[Dataset entries]
===

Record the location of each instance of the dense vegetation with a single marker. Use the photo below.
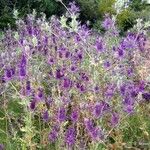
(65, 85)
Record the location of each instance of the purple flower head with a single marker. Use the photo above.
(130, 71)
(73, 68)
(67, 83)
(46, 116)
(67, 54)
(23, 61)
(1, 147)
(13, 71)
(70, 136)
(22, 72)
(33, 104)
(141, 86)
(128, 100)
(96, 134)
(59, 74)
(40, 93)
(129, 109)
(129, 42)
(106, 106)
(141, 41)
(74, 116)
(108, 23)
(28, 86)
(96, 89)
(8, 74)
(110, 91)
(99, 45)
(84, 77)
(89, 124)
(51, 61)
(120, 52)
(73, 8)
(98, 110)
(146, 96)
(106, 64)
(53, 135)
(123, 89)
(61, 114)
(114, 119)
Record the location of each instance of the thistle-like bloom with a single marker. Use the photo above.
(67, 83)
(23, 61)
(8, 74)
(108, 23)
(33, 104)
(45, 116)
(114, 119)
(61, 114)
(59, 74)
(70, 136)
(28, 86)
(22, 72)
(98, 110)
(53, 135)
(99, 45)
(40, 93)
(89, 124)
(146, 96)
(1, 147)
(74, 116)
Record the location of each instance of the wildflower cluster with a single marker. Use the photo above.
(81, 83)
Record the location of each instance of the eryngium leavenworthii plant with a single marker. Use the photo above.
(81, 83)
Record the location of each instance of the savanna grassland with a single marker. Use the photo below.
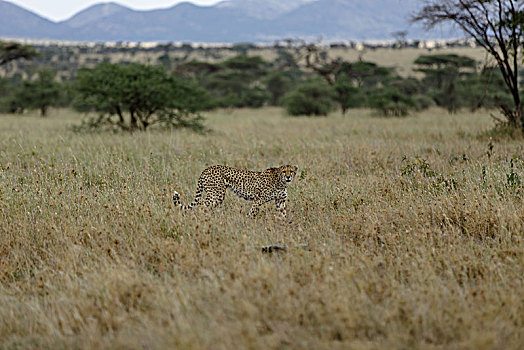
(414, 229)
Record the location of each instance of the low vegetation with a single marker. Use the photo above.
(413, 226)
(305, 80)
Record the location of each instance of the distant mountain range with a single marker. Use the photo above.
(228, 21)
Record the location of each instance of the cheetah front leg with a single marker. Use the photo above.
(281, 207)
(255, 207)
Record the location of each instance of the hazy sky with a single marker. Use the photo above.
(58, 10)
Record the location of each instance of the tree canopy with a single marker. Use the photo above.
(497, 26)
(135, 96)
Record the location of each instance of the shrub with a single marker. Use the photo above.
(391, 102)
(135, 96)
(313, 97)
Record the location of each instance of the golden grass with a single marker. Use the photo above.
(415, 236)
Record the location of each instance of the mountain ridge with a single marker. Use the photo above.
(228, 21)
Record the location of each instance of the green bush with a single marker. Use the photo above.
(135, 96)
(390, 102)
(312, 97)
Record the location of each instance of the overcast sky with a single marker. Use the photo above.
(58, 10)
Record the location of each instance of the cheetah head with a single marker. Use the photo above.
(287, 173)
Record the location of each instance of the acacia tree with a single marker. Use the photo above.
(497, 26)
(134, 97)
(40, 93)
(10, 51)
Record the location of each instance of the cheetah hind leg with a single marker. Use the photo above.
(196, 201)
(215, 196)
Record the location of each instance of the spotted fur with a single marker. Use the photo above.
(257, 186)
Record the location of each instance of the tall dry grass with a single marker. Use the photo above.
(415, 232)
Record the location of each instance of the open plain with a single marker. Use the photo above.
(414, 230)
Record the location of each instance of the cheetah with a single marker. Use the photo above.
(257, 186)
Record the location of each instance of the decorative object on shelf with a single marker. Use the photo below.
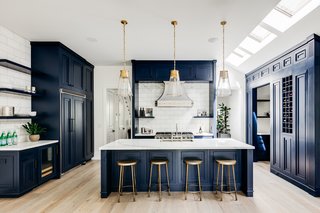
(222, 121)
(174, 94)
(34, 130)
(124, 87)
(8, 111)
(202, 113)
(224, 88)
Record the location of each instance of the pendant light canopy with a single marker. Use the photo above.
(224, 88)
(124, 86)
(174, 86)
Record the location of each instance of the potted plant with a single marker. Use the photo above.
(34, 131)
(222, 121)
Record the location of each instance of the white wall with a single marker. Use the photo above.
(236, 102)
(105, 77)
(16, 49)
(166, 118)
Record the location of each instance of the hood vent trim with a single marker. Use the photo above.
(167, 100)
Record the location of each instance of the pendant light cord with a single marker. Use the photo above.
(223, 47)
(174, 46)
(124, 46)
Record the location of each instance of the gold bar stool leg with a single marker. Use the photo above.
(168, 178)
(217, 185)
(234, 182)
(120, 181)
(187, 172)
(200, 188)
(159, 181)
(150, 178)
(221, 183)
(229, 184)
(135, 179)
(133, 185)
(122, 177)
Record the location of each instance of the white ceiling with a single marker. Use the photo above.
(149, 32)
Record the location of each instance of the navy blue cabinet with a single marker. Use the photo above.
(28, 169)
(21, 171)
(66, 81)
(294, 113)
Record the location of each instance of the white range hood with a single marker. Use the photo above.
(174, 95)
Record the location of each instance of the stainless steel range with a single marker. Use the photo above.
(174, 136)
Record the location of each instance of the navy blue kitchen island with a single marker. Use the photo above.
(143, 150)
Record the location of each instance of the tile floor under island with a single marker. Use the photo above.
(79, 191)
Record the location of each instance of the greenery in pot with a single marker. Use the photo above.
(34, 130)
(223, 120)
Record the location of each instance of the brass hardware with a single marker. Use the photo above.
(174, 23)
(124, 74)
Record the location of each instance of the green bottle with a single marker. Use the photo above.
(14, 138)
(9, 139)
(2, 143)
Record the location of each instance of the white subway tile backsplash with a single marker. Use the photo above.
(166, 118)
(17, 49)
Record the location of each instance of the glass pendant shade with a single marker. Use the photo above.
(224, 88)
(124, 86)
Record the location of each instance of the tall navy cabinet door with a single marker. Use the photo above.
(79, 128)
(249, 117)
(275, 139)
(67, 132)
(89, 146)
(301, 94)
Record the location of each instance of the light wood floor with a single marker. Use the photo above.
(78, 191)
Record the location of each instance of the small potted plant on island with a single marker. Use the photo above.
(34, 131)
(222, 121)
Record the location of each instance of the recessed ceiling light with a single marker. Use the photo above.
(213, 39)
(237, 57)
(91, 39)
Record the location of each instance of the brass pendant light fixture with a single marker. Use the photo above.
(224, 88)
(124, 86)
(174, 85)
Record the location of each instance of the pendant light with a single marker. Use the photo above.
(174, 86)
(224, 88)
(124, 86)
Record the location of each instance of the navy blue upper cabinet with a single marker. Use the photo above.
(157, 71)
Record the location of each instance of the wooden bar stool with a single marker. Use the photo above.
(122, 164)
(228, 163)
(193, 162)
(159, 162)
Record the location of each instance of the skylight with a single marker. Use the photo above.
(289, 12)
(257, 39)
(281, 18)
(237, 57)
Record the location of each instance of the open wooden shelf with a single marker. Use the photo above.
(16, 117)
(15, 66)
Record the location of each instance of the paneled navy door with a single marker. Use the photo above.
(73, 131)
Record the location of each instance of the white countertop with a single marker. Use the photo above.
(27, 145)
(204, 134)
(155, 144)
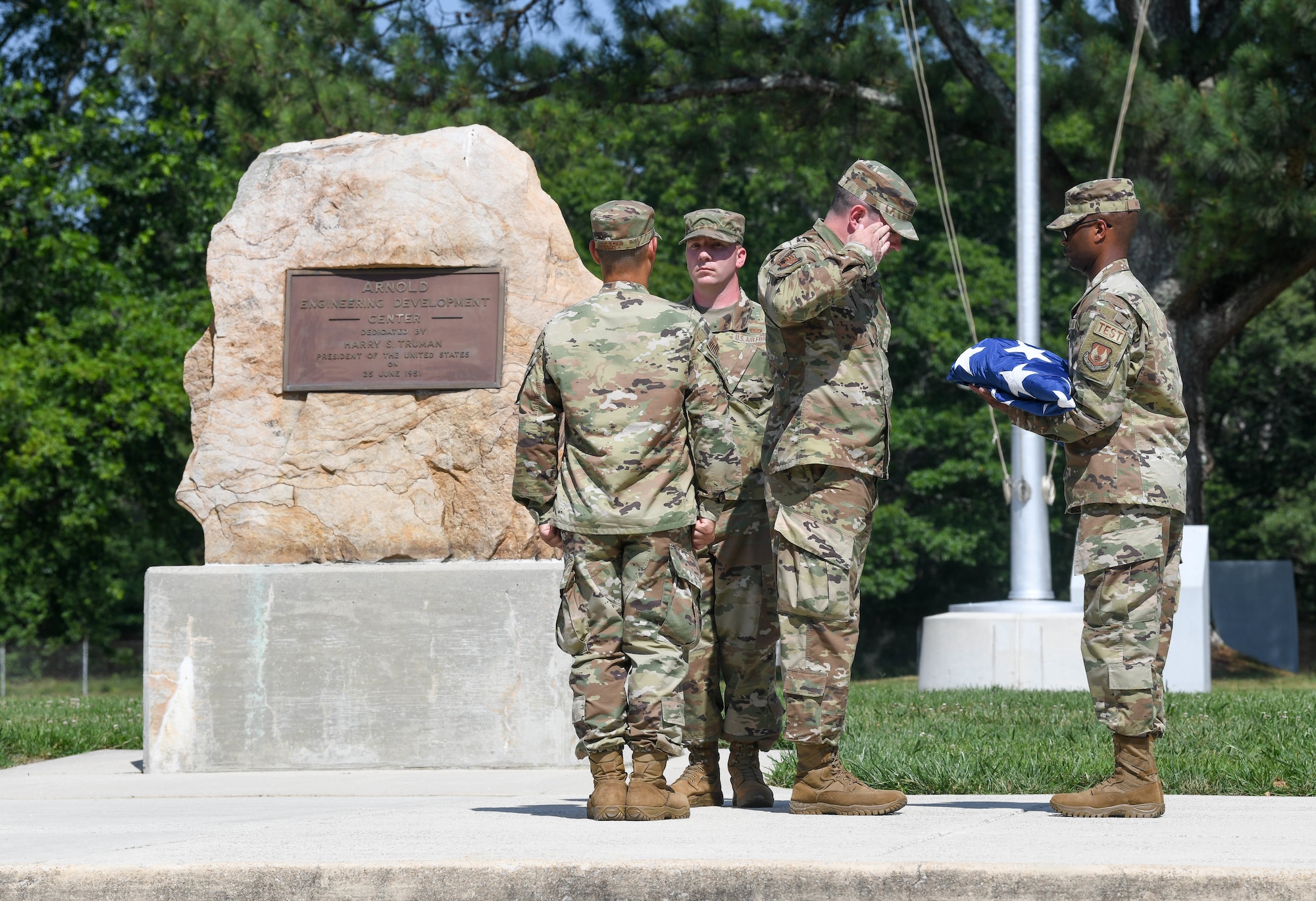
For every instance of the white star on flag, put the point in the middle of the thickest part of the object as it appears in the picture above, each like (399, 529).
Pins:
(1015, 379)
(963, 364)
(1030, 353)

===

(TASK TO COMPLETE):
Retype the data shown above exactly, excluding any picture it contains.

(RESPONSE AREA):
Record the location of each instance of the dense vegetation with a single marker. Use the photo below.
(65, 85)
Record the location of each instance of the purple flower head with a single marker. Use the photo above.
(130, 71)
(73, 68)
(67, 83)
(46, 116)
(67, 54)
(23, 61)
(1, 147)
(13, 71)
(70, 136)
(22, 72)
(33, 104)
(141, 86)
(128, 100)
(96, 134)
(59, 74)
(40, 93)
(129, 109)
(129, 42)
(106, 106)
(141, 41)
(74, 116)
(108, 23)
(28, 86)
(96, 89)
(8, 74)
(110, 91)
(99, 45)
(84, 77)
(89, 124)
(51, 61)
(120, 52)
(73, 8)
(98, 110)
(146, 96)
(106, 64)
(53, 135)
(123, 89)
(61, 114)
(114, 119)
Record the location of each instance of the thistle-like bloom with a single marker. Use the photo above.
(67, 83)
(23, 61)
(8, 74)
(108, 23)
(33, 104)
(45, 116)
(114, 119)
(61, 114)
(59, 74)
(70, 136)
(28, 86)
(22, 72)
(98, 110)
(53, 135)
(99, 45)
(40, 93)
(89, 124)
(146, 96)
(1, 147)
(74, 116)
Record the location of each instance of the wildflower cluster with a single marker. Use the photo above.
(81, 83)
Record the location of each instance of the eryngium leavenworthii plant with a single marker. Use the photo above.
(81, 83)
Record the location of each instance of the savanna grassland with a single marker. Use the photo below.
(414, 229)
Record the location of each instance of the low vegetation with a single marker. Use the photo above.
(413, 226)
(305, 80)
Record the location of each instance of the distant mountain range with a single marker. Use the photo above.
(228, 21)
Record the location of each instance of the cheetah front leg with a single marker. Use the photo above.
(281, 207)
(255, 207)
Record the location of each instance of the hazy sky with a single marker. Use the photo above.
(58, 10)
Record the location of each instance of the tree canopy with a single marker. Use the photo above.
(497, 26)
(135, 96)
Record the location of each instance of the shrub with a single marker. Use the photo above.
(391, 102)
(135, 96)
(313, 97)
Record the location of each instance of the golden grass with a single marker. Use the photo above.
(415, 236)
Record the location of each instance of the mountain ridge with a single marker. Use the photo above.
(228, 21)
Record the location of each instance of the green bush with a single marker. Use the photo above.
(135, 96)
(390, 102)
(312, 97)
Record the location of each instance of the overcast sky with a single marker. Use the photo above.
(58, 10)
Record the location of each instance of the cheetah head with a single marker. Use the photo above.
(287, 173)
Record the location of each instance of the acacia tree with a single marker. Use the photo above.
(497, 26)
(134, 97)
(40, 93)
(10, 51)
Record the location of each instance of the cheetah hind leg with a single marker. Use the photo above.
(196, 201)
(215, 196)
Record the location of each instance of the spotted fur with a single marker. Use the photo above.
(257, 186)
Record the location of each instance of the tall dry grass with a single marker. Use the photo above.
(415, 232)
Record the location of each instance of the open plain with a single marker. Use the photo above.
(414, 230)
Record the location of each instance of the cheetah with a single marker. Use the photo above.
(257, 186)
Record the location of each instance of the decorative object on shelf with a single marker. Use the photo below.
(222, 121)
(174, 94)
(34, 130)
(124, 87)
(8, 111)
(202, 113)
(224, 88)
Record the location of each instance of the pendant light canopy with a single marker. Use the photo above.
(224, 88)
(124, 86)
(174, 86)
Record the location of each instance of the potted plant with a single marker. Use the photo above.
(34, 131)
(222, 121)
Record the location of each instance of the white wall with a single marker. Use the photo above.
(236, 102)
(105, 77)
(16, 49)
(166, 118)
Record the location of each instance of the hood vent trim with a single marker. Use the photo above.
(167, 100)
Record the location of each instance of the pendant light cord with a single marker. Use the photo above.
(223, 47)
(174, 46)
(124, 46)
Record the location of each instance of the gold bar stool leg with a single marker. Use the photo above.
(168, 178)
(217, 185)
(234, 182)
(120, 181)
(187, 172)
(200, 188)
(159, 181)
(150, 178)
(221, 183)
(229, 184)
(135, 179)
(133, 185)
(122, 177)
Record the location of each instance of the white ceiling with a single marker. Use the photo above.
(149, 32)
Record the location of each instance of the navy blue cabinet with a single marker. Use the photo above.
(28, 169)
(21, 171)
(66, 81)
(294, 113)
Record the location of each instance of the white range hood with a single marker. Use the photo above.
(174, 95)
Record the location of each instance of the stainless steel range with a single marker. Use the photo above.
(174, 136)
Record the location of each instance of the navy blue kitchen island with a single marker. Use the photo above.
(143, 150)
Record the location of each instance of the tile floor under island with a single marker. Use the photo above.
(79, 191)
Record the location of each instance of the greenery in pot with a single marker. Use the photo above.
(34, 130)
(223, 120)
Record the location of each instance of the brass hardware with a single marker. Use the photo above.
(174, 23)
(124, 74)
Record the location of each instance of the green bottle with a single marker. Use the photo above.
(14, 138)
(9, 139)
(2, 143)
Record the location of each instance of the white subway tile backsplash with a single marker. Use the photo above.
(166, 118)
(17, 49)
Record the location of each instance of the glass pendant shade with a single marker. Use the photo above.
(224, 88)
(124, 86)
Record the location of each instance of the tall navy cabinet door with a single marker. Use the photo above.
(79, 128)
(249, 117)
(275, 139)
(67, 132)
(89, 146)
(301, 94)
Record the location of each instance of the light wood floor with a single marker. Use the photo above.
(78, 191)
Record the location of each instance of the small potted plant on island with a single marker. Use the photo above.
(34, 131)
(222, 121)
Record the location of each instance of the recessed ceiling light with a single marker. Use the photo above.
(213, 39)
(237, 57)
(91, 39)
Record the location of each instance of the brass pendant light fixture with a single marker. Use the photo above.
(224, 88)
(124, 86)
(174, 85)
Record the location of each instance of the pendant light with a single marker. Use the photo above.
(174, 86)
(224, 88)
(124, 86)
Record the location of each instance of the navy blue upper cabinet with a single marker. Use the photo above.
(157, 71)
Record the location of each instance of the wooden bar stool with a single marker. Use the photo above.
(122, 164)
(228, 163)
(193, 162)
(159, 162)
Record the location of each instance of the skylight with a single marker. Use the photo above.
(289, 12)
(257, 39)
(281, 18)
(237, 57)
Record the location of each instance of the open wooden shelf with a single marker. Use the photo above.
(16, 117)
(15, 66)
Record the location of each instance of the paneled navy door with a single marker. Use the photo above.
(73, 131)
Record the location of each instance of the white countertop with a single marker. Use the photo above.
(27, 145)
(204, 134)
(155, 144)
For every instance of the white star on flag, put the point in the middle of the thickest part of the object as it appears in the picture above, each like (399, 529).
Pins:
(1015, 379)
(963, 364)
(1030, 353)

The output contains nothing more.